# [Exercise]
Using the thyroid lab thread below, answer yes or no for each statement and quote the words that decide it: 1. The doctor's report described the labs as excellent. 2. The poster was given medication because the results stayed within normal ranges. 3. The endocrinologist the poster saw for several years had thyroid disease himself.

# [Study text]
■ ■ ■ ■ ■ ■ ■
# Seeking input on my labs



## LissaJ56 (Sep 30, 2012)

New here, and anxious to get some input and ideas on my current labs. The report from my doctor said they were excellent. I'm not too sure about that.

Free T4 - 0.70 - range 0.59 - 1.61
TSH - 1.86 - range 0.34 - 4.82

This is all of the thyroid test that were ordered, but I always have high antibodies. I have gained almost 15 pounds in 9 months, have muscle weakness and am seriously tired. I have always teetered around within what is considered normal ranges, and therefore was never given any meds. This has been going on since my early 30's. I am now 56. Any thoughts on this would be greatly appreciated.

Thank you!


----------



## Texaschick (May 26, 2012)

HI and welcome Lissa! What are your antibody levels? Have you seen the same doctor all these years? If so...I would go for a second opinion! (I wished I would have sooner!) I had 5 yrs of not feeling good - my heart goes out to you for all the years you have not felt good!


----------



## jenny v (May 6, 2012)

Your FT4 isn't even at the mid range, so you're probably feeling like a slug, aren't you? Your TSH isn't bad, but have you had your antibodies tested recently? If they are high, they could be throwing off your labs and explain why you don't feel good. Are you on any medication for your thyroid?


----------



## LissaJ56 (Sep 30, 2012)

My last TPO antibody test was 8 months ago. Here's the results -
53 - range 0 - 34
The year before it was -
72 - range 0 - 34

I don't know if these numbers would be considered moderate, or very high.

I saw the same Endo for several years. He was an excellent doctor, and had thyroid disease himself, which is probably why he took a special interest in dealing with thyroid problems. Sadly, he passed away. I've seen two others since then. The current one is a good doctor, but not ready to give me any meds, etc. So here I am, reading and trying to learn as much as I can. Seems wrong for a person to suffer until they fall completely out of range. I guess that's the gripe with a lot of us. At the same time, we don't want to make things worse. What's a kid to do?

Thank your for the replies, if anyone has any further comments I would LOVE to hear them.


----------



## LissaJ56 (Sep 30, 2012)

Can anyone tell my if my anitbodies are considered slightly elevated, or very elevated? I have no idea how high they can go, etc.
■ ■ ■ ■ ■ ■ ■
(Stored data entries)
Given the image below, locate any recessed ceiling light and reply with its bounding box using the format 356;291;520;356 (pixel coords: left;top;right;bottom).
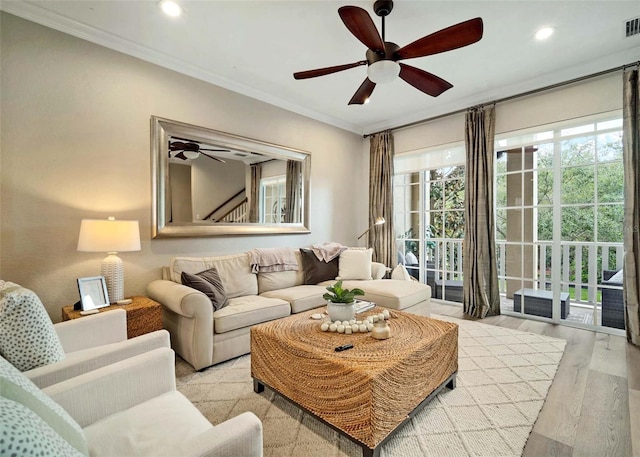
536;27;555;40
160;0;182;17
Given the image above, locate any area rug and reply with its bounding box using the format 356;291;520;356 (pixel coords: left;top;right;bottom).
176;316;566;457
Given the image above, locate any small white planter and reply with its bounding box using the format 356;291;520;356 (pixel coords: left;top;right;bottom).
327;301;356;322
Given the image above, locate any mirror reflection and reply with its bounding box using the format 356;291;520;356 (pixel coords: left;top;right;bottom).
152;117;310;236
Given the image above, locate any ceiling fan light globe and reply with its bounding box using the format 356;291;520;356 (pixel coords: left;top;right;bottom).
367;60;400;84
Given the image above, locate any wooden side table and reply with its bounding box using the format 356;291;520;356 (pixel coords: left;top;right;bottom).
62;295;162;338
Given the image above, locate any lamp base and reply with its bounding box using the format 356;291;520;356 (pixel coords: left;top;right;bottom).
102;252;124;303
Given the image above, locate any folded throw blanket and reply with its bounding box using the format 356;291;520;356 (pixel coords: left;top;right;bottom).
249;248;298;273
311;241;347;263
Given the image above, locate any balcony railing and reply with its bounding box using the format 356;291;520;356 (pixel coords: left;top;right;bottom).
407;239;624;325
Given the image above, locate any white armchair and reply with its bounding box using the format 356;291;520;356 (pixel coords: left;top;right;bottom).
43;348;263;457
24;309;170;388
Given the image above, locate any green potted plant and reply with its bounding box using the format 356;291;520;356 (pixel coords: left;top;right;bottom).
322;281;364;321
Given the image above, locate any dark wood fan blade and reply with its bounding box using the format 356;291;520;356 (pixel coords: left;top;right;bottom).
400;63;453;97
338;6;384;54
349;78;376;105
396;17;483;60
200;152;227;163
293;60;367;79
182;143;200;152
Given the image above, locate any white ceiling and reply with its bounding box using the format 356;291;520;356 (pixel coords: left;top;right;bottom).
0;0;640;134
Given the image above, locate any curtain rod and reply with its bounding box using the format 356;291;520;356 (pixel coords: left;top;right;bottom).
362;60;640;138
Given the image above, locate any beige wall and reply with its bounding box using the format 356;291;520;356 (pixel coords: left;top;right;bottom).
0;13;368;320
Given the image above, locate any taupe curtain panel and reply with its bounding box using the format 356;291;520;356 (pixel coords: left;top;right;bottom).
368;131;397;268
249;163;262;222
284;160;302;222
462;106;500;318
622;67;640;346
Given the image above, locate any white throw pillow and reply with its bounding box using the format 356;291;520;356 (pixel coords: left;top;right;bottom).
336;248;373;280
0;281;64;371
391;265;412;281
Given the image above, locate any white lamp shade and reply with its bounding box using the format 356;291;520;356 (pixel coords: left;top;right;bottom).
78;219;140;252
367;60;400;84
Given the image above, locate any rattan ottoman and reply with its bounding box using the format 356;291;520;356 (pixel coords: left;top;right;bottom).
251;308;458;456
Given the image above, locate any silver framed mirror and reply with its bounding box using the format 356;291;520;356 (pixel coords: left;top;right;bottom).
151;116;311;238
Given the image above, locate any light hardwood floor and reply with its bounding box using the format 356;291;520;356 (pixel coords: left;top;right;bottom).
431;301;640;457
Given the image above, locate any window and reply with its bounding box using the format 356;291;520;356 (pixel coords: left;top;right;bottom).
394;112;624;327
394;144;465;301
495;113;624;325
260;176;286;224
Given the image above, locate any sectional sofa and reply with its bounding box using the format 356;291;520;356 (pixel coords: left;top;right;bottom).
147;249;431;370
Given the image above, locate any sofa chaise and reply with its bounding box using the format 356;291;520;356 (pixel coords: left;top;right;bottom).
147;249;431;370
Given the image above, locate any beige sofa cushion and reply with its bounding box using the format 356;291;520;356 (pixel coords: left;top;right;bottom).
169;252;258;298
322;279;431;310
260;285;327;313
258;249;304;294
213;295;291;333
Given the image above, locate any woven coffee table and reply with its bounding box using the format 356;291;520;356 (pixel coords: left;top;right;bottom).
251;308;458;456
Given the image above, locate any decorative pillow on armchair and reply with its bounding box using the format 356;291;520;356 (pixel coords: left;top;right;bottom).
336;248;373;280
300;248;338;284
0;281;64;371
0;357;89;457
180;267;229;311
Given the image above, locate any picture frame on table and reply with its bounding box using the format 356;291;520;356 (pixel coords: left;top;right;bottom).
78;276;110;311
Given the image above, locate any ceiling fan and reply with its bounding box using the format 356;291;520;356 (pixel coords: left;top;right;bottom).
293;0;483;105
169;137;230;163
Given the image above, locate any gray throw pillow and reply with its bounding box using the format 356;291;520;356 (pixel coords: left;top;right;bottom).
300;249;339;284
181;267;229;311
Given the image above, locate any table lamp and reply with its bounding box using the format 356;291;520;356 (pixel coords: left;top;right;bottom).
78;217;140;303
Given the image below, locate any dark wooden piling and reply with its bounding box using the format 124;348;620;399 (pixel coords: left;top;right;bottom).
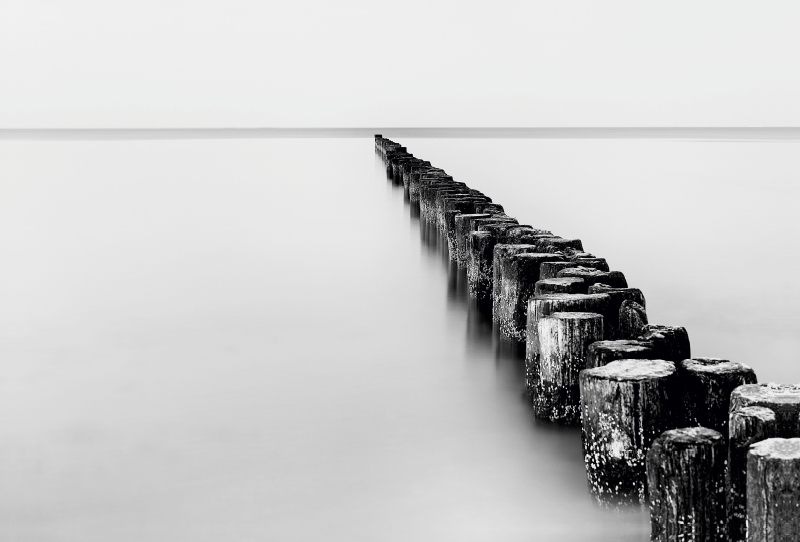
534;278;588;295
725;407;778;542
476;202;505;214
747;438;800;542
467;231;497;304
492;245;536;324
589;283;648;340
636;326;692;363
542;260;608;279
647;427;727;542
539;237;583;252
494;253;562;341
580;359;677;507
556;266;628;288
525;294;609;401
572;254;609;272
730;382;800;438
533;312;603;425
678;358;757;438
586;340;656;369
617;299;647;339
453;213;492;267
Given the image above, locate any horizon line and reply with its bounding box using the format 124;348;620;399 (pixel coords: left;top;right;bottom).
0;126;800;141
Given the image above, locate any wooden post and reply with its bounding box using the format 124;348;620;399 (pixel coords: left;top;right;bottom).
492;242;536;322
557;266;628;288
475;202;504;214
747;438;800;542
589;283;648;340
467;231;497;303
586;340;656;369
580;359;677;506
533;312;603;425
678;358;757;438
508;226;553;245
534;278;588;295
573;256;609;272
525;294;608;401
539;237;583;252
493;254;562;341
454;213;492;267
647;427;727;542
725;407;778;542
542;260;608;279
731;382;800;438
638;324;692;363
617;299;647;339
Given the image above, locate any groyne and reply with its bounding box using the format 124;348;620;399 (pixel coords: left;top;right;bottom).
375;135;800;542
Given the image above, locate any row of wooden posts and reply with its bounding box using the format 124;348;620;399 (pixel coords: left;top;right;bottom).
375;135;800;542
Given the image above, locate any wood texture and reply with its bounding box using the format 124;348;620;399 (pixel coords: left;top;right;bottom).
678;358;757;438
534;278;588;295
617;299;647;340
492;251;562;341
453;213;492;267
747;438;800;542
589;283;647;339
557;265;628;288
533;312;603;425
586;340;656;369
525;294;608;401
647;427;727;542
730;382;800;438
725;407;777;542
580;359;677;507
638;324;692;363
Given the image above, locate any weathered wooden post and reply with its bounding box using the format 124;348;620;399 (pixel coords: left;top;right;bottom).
■ ■ ■ ■ ■ ■ ■
# [Task solution]
1. Yes: "The report from my doctor said they were excellent."
2. No: "I have always teetered around within what is considered normal ranges, and therefore was never given any meds."
3. Yes: "He was an excellent doctor, and had thyroid disease himself"